>>>>
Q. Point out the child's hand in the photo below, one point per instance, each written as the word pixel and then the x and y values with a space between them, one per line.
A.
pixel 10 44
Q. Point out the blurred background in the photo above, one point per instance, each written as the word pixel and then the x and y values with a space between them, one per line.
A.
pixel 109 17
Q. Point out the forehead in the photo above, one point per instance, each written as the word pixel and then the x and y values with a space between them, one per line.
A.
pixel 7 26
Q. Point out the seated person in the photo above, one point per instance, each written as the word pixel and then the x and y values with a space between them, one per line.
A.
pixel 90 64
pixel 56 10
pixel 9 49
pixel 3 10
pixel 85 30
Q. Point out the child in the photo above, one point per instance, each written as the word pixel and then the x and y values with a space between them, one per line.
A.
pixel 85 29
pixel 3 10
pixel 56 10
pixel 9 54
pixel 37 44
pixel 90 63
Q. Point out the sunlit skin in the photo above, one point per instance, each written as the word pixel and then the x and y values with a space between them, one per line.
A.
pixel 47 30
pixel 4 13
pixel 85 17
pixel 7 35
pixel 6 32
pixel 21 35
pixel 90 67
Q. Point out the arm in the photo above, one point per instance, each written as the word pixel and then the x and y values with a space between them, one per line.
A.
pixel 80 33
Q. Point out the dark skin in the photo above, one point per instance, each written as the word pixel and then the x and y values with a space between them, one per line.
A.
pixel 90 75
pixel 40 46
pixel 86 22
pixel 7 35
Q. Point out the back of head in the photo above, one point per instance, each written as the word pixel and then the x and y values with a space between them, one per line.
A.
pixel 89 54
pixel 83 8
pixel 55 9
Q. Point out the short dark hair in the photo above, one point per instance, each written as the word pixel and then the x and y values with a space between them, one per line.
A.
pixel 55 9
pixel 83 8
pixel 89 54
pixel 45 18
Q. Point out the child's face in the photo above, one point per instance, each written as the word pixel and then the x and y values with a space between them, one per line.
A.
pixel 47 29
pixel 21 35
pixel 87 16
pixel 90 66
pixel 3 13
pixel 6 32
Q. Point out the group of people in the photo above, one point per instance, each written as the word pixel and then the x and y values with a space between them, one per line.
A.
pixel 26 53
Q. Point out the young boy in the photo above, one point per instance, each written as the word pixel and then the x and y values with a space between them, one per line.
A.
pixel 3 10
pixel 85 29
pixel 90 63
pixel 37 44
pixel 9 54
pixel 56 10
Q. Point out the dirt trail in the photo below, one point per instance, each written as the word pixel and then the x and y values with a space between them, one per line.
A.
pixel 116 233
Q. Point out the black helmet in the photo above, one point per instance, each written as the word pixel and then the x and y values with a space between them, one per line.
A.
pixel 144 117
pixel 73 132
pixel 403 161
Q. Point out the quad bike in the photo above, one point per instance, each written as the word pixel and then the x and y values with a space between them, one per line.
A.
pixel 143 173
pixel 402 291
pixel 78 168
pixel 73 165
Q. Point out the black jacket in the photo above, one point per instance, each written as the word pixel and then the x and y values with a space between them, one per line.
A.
<<<<
### Given problem
Substitute "dark coat" for "black jacket" in the records, starting with the line that contains "Q. Point out the black jacket" and going on through the end of the records. Give back only those lines, with everything else unchanged.

### Response below
Q. Point out the dark coat in the photo above, one point per instance, each written as the word pixel and then the x and y values with a space between them, one per line.
A.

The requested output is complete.